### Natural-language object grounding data
———
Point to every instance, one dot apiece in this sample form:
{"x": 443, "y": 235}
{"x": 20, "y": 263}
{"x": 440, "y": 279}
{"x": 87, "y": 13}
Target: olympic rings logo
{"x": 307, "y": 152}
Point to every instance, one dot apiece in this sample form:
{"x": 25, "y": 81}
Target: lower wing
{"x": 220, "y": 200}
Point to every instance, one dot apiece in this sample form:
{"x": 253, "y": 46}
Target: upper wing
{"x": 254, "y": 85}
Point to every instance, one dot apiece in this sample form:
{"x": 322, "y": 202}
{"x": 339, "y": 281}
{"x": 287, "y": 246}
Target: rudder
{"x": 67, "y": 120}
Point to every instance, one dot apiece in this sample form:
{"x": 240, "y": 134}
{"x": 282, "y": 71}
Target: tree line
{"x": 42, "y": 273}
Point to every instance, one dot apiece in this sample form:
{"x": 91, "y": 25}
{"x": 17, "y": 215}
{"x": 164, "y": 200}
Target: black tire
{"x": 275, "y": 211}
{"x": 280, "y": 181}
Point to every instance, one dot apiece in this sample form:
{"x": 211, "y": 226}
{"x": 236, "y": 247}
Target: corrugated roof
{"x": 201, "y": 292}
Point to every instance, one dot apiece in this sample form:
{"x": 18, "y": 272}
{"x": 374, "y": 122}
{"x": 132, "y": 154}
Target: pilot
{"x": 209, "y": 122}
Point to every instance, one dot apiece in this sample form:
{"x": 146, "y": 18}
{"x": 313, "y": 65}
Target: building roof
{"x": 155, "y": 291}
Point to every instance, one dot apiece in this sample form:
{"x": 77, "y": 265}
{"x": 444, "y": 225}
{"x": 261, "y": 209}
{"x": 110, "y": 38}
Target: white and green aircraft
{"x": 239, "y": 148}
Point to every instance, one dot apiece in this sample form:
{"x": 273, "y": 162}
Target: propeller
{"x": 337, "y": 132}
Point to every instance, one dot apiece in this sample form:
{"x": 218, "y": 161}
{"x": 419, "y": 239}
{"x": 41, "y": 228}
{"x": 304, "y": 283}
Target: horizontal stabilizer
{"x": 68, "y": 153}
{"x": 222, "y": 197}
———
### Exercise instructions
Nothing but the lines from the line that contains "Target: building roof" to the last line of the records above should appear in the answer; please copy them exactly.

### Response for this exercise
Target: building roof
{"x": 155, "y": 291}
Point to every instance, one dot apiece in this sample form:
{"x": 77, "y": 265}
{"x": 444, "y": 225}
{"x": 261, "y": 209}
{"x": 110, "y": 38}
Target: white and green aircraft
{"x": 239, "y": 148}
Point to every instance, one dot apiece in this sample form:
{"x": 273, "y": 162}
Target: propeller
{"x": 337, "y": 132}
Point to every instance, one dot apiece in this sample form:
{"x": 218, "y": 161}
{"x": 419, "y": 239}
{"x": 41, "y": 228}
{"x": 304, "y": 283}
Target: horizontal stabilizer
{"x": 68, "y": 153}
{"x": 222, "y": 197}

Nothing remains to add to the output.